B. STORICA: È storia della città adagiata in riva all’Adriatico, il mare condiviso con altri popoli rivieraschi, e cioè quelli della ex Jugoslavia, ieri evangelizzati da fra Giacomo della Marca ed oggi scossi da feroce guerra fratricida. Unisce le due sponde lo stesso mare, che nel passato avvicinava i popoli più di quel che non facesse la terrafer-ma, e che deve tornare ad essere ma-re di pacifiche relazioni. La vocazione naturale di San Benedetto è verso i paesi dell’Est: e tutto in questo affresco lo ricorda, a cominciare dai riferimenti alla Bosnia, ma anche dalle icone orientali (il Cristo trasfigurato, l’Odigitria) e dai riecheggiamenti stilistici.
--*--
#### DOMANDE:
1/ Rispondi alle domande sul testo dedicato all'affresco di San Benedetto.
(a) Chi evangelizzò un tempo i popoli della ex Jugoslavia?
(b) Verso quali paesi è rivolta la vocazione naturale di San Benedetto?
(c) Quali icone orientali vengono citate?
2/ Prosegui il testo sull'affresco di San Benedetto dopo la sua ultima frase.

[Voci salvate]
--*--
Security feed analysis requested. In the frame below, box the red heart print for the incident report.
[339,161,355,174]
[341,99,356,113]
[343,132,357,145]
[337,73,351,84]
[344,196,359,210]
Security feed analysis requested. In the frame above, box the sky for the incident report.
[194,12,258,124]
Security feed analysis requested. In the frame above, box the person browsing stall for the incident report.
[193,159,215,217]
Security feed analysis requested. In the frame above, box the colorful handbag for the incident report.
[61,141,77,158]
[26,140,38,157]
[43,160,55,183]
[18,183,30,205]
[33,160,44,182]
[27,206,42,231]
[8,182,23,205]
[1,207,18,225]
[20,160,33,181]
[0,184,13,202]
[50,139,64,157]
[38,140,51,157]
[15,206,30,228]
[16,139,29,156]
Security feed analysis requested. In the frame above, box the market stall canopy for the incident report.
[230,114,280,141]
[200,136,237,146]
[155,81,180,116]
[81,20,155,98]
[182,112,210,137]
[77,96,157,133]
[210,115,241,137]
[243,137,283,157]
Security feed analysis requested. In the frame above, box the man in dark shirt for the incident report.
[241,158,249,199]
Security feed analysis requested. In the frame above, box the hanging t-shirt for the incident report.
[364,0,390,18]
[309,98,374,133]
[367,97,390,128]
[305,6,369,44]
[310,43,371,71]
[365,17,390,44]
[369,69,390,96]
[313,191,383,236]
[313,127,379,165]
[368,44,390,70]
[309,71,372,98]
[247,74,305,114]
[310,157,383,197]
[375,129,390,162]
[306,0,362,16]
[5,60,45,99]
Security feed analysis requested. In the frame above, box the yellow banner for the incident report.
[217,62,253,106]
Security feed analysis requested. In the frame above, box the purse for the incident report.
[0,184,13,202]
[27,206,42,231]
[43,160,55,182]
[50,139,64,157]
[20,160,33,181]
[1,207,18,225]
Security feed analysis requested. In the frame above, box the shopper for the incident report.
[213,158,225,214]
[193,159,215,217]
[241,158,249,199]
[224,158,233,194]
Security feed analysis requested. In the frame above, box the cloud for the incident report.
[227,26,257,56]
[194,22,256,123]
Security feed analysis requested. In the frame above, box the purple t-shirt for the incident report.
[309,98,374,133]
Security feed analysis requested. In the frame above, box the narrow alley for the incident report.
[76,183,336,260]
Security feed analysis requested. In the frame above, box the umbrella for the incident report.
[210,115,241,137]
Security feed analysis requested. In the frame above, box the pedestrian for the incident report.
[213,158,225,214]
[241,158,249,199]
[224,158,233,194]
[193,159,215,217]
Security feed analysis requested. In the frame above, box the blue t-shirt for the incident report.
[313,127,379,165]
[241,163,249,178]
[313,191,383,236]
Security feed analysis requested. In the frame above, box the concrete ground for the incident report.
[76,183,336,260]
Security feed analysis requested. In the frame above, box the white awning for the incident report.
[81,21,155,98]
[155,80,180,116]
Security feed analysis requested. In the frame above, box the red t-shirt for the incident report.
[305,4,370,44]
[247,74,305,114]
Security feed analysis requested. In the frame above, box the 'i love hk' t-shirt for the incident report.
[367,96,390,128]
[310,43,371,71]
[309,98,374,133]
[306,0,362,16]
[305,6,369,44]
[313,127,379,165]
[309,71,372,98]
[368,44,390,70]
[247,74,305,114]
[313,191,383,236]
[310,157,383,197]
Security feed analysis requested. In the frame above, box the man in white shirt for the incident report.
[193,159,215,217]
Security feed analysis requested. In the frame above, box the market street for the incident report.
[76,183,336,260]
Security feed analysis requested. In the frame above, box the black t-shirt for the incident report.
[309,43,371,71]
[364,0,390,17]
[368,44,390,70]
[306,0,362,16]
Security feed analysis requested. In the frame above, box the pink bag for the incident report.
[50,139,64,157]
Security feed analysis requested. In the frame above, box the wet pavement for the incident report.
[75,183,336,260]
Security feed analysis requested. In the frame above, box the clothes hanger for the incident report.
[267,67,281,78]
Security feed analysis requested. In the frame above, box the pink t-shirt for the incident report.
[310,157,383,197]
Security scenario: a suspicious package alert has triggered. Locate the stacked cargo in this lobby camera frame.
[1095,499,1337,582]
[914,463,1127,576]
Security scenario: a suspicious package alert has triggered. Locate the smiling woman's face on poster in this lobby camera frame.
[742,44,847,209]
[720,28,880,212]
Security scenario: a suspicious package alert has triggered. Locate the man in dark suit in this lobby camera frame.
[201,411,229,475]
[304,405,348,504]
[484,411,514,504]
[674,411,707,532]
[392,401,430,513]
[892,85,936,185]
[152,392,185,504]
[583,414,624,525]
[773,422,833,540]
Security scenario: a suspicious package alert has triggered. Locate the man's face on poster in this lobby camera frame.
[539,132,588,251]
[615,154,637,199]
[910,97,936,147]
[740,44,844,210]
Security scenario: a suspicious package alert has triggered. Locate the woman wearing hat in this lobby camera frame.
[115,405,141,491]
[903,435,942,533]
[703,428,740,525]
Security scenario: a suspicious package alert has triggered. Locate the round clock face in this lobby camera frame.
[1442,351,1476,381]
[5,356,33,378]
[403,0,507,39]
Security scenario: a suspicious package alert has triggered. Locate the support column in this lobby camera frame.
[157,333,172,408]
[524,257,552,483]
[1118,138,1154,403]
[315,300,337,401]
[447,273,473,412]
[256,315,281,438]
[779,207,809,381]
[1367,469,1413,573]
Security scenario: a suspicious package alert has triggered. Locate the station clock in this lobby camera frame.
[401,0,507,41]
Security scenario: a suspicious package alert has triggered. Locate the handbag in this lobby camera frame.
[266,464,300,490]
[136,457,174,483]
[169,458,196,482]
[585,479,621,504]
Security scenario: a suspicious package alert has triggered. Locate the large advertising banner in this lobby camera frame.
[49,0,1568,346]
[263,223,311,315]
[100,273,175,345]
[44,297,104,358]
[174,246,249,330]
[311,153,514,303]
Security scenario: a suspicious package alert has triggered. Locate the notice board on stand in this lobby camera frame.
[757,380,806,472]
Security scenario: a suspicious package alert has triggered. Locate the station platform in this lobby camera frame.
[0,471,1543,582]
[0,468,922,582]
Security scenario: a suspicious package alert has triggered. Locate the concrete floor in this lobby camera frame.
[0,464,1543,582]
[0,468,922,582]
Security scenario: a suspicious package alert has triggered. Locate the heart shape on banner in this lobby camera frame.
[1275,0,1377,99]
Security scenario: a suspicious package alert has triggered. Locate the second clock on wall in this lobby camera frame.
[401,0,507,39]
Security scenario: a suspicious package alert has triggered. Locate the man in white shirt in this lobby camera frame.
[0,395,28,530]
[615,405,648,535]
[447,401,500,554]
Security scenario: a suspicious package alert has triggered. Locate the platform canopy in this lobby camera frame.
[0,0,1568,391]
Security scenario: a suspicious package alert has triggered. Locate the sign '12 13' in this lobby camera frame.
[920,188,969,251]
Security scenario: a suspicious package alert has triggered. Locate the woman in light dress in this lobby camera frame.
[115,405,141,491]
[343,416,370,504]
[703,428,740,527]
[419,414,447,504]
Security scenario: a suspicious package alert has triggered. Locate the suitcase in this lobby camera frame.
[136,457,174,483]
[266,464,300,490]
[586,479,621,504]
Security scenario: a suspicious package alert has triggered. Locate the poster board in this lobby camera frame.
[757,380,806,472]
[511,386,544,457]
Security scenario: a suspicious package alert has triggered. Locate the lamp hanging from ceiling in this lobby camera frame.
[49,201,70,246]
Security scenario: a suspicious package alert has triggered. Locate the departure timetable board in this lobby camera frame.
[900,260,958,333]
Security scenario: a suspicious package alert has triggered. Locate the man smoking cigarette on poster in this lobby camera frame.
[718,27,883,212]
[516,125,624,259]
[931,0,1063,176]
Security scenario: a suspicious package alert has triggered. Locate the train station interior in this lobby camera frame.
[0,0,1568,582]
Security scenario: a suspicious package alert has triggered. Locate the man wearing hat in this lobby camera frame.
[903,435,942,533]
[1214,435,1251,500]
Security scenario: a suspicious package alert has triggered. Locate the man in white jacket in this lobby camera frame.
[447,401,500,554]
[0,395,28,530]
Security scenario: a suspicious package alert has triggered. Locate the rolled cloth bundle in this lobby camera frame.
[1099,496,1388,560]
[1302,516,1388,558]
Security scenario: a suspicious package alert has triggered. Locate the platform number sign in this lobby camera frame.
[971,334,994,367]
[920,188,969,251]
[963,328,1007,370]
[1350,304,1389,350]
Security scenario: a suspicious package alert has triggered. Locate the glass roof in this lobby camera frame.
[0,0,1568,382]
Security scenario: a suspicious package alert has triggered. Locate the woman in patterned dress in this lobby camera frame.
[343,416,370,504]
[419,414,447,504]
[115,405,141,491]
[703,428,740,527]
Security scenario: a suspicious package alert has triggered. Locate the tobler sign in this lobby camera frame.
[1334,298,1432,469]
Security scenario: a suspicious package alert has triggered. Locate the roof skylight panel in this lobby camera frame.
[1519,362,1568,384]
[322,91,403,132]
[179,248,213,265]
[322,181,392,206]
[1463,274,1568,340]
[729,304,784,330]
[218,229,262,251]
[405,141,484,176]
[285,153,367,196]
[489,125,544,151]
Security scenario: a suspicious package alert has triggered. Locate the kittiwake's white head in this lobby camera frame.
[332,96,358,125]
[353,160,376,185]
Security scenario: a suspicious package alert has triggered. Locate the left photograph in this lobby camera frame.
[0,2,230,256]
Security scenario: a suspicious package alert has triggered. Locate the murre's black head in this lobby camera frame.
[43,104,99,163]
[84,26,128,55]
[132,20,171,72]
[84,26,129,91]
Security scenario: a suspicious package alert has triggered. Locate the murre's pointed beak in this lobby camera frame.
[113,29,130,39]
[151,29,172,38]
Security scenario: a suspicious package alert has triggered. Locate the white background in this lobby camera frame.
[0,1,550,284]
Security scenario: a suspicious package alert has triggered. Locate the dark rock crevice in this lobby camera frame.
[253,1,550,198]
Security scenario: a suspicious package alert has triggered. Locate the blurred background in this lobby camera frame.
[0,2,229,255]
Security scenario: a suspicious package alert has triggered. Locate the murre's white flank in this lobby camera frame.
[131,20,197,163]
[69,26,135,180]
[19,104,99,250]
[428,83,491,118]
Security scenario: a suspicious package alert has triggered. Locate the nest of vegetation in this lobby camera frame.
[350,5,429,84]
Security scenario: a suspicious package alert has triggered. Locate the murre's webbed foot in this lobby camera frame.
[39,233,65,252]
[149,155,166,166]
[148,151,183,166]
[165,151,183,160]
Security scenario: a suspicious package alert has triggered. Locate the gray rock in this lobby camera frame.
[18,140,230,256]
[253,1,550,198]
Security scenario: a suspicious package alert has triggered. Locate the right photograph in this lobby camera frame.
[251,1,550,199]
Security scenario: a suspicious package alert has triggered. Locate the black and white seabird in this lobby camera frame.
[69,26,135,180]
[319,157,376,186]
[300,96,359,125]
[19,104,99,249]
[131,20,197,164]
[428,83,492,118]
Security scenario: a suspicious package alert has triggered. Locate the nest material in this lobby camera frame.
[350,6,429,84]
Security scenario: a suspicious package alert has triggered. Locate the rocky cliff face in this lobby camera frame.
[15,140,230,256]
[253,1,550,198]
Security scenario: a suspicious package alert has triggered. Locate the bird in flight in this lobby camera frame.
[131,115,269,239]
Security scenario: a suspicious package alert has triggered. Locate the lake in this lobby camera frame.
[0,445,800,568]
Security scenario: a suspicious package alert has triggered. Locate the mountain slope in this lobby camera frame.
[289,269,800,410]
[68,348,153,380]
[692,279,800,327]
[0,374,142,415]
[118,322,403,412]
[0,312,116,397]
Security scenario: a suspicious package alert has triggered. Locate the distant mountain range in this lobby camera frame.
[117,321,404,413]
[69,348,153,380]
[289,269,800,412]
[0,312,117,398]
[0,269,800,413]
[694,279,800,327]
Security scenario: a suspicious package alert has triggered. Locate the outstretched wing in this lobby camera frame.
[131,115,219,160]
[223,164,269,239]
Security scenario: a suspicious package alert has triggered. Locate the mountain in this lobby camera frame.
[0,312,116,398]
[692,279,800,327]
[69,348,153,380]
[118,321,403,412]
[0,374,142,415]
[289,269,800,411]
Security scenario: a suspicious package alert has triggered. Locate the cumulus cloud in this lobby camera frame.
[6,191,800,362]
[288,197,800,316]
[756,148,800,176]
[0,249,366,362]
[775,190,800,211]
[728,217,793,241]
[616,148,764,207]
--*--
#### LE TUE RISPOSTE:
1/
(a) Fra Giacomo della Marca.
(b) Verso i paesi dell'Est.
(c) Il Cristo trasfigurato e l'Odigitria.

2/
C. ARTISTICA: Quanto all’arte e all’ispirazione dell’Autore non c’è bisogno di spendere molte parole. Parlano di lui le molte opere prodotte nelle chiese di tutta Italia, con un linguaggio personalissimo dalle tinte forti e nette, essenziale e sanguigno, ma anche ingenuo ed incantato. Un linguaggio che ben s’addice ad illustrare la storia di questa nostra Chiesa diocesana, ancor giovane, ma ricca di speranza.